-- start Text provided --
Let’s crowdsource this question on concert etiquette: To stand or not to stand? [UPDATED]

Over the weekend, I got this email from Grant:

I know I’m at a point where I don’t want to stand for an entire 2+ hour show. My body can’t handle it any longer. 

At every show, there’s always that person, with a front-row seat standing for the whole show. Or the group of people all in a row that have to stand where the entire section around them is seated. (For context, I’m referencing heritage acts like Eagles, Journey, Brian Adams or Springsteen.  All attract crowds in our age demographic.)

I feel they paid for a ticket just like me, If the music moves you to stand, so be it. Would it be wrong to ask politely if they would consider sitting periodically so I can see the stage? It blows my mind they don’t read the room and realize they are alone in their enthusiasm and the lone person blocking the view from countless rows behind them.

I’ve actually gone out of my way to thank people in front of me after shows for their choice to sit for the show so I too could give my body a break. For the record, I’m in good health. I exercise daily. I have no orthopedic issues. It’s just that standing on concrete for hours is tough. 

Would you under any circumstances ever consider asking an enthusiastic fan if they could take a seat now and again?

This is an excellent question for which I don’t really have an answer. What do you think? Is it okay to ask someone in front of you to sit down so you can see the show? Or are you robbing that person of the concert experience they paid for?

UPDATE: Here’s a list of things only jerks do at concerts. Thoughts?

Alan Cross

is an internationally known broadcaster, interviewer, writer, consultant, blogger and speaker. In his 40+ years in the music business, Alan has interviewed the biggest names in rock, from David Bowie and U2 to Pearl Jam and the Foo Fighters. He’s also known as a musicologist and documentarian through programs like The Ongoing History of New Music.
-- end Text provided --
-- start Dataset extract --
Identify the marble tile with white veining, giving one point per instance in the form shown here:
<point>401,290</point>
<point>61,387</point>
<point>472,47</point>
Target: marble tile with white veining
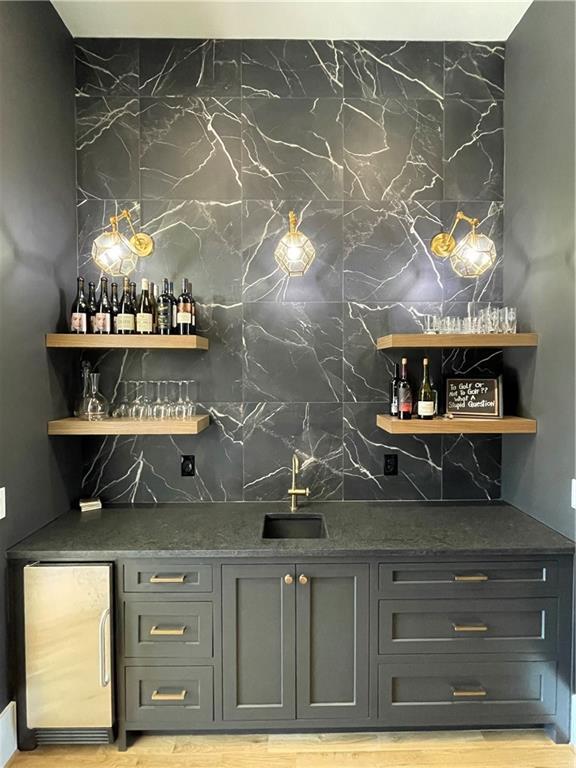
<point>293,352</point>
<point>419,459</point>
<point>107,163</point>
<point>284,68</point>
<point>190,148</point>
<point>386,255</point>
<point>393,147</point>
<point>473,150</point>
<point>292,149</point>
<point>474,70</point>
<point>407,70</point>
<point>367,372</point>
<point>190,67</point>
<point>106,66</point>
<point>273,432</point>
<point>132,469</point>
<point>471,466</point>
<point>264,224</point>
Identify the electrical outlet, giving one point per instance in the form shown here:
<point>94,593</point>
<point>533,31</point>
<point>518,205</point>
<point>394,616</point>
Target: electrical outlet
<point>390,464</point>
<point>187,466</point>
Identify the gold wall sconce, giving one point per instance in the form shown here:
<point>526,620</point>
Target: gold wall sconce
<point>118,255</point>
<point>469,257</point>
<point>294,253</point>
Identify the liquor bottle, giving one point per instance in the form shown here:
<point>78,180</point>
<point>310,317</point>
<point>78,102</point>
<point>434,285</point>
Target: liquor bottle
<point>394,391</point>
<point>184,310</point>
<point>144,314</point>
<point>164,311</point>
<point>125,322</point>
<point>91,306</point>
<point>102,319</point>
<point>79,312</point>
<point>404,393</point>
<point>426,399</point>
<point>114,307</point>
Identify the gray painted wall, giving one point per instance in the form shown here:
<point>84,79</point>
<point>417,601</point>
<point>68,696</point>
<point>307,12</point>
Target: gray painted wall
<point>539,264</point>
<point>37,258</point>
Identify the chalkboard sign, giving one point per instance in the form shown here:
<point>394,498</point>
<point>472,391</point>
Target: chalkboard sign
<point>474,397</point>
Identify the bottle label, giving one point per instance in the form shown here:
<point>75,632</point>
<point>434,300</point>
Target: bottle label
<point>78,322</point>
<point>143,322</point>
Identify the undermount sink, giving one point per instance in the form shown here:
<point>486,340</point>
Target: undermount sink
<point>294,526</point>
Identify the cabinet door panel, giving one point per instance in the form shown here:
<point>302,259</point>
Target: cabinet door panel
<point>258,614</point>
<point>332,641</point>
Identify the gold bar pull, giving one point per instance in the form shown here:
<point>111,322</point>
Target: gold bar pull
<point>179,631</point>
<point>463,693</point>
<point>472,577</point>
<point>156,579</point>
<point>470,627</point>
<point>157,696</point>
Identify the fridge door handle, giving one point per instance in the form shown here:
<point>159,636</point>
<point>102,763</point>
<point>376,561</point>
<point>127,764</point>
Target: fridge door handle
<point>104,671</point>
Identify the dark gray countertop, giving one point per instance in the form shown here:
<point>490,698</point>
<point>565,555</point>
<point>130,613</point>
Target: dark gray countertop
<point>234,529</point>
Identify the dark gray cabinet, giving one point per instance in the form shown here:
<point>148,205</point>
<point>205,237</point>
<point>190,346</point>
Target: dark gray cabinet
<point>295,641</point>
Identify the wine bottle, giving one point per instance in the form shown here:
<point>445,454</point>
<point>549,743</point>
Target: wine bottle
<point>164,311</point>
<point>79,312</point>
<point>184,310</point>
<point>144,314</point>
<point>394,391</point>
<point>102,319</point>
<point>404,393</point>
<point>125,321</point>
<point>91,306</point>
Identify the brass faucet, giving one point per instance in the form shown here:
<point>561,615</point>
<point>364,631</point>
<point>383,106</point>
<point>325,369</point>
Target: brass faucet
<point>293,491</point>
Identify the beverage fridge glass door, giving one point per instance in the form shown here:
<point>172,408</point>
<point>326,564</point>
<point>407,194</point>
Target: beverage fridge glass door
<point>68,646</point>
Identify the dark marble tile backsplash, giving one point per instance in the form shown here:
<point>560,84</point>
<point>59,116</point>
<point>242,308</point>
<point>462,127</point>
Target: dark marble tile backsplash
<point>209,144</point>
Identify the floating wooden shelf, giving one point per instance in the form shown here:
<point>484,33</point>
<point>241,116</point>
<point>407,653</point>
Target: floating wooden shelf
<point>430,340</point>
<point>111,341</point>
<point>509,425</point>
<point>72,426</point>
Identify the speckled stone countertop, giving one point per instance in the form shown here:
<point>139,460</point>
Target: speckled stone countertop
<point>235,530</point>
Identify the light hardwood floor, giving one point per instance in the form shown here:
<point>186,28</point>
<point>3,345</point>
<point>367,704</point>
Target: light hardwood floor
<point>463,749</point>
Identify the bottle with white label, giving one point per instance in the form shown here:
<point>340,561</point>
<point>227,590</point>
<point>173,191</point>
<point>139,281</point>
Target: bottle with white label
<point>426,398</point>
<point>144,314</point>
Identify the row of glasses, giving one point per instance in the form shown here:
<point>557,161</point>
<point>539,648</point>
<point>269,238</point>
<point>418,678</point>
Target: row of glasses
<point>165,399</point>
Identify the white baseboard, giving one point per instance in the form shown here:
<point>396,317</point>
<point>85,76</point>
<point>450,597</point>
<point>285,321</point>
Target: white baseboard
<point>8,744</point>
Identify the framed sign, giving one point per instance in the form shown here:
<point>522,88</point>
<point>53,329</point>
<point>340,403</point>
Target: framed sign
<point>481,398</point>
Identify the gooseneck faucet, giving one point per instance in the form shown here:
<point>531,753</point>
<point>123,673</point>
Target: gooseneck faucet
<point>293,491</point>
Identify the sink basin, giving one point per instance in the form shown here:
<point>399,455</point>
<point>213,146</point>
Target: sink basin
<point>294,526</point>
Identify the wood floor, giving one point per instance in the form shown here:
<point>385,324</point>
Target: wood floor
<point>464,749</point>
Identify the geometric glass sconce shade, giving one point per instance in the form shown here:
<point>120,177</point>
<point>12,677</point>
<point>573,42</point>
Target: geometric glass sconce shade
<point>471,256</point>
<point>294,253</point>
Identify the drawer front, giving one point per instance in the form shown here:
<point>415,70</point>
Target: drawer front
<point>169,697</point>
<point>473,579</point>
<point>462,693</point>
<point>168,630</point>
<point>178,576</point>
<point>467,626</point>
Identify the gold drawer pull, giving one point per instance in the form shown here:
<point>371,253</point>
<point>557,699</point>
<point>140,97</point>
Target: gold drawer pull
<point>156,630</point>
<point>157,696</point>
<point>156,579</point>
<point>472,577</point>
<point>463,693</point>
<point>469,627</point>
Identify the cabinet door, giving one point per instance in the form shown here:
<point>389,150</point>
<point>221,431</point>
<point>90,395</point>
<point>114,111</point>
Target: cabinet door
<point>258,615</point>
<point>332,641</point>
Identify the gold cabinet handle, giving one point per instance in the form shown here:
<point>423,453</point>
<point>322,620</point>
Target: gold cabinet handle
-- end Dataset extract --
* Task list *
**a.** From the concert etiquette post, set down the passage from "UPDATE: Here’s a" up to and including "of New Music.".
**b.** According to the concert etiquette post, how many years has Alan Cross spent in the music business?
**c.** Decide whether each statement agrees with the concert etiquette post, answering yes or no and quoting the deciding words: (i) The email writer has orthopedic issues. (ii) The email writer has thanked people after shows for sitting down. (iii) The post's author has a clear answer to the question.

* Task responses *
**a.**
UPDATE: Here’s a list of things only jerks do at concerts. Thoughts?

Alan Cross

is an internationally known broadcaster, interviewer, writer, consultant, blogger and speaker. In his 40+ years in the music business, Alan has interviewed the biggest names in rock, from David Bowie and U2 to Pearl Jam and the Foo Fighters. He’s also known as a musicologist and documentarian through programs like The Ongoing History of New Music.

**b.** More than 40 years.

**c.**
(i) No: "I have no orthopedic issues."
(ii) Yes: "I’ve actually gone out of my way to thank people in front of me after shows for their choice to sit for the show"
(iii) No: "This is an excellent question for which I don’t really have an answer."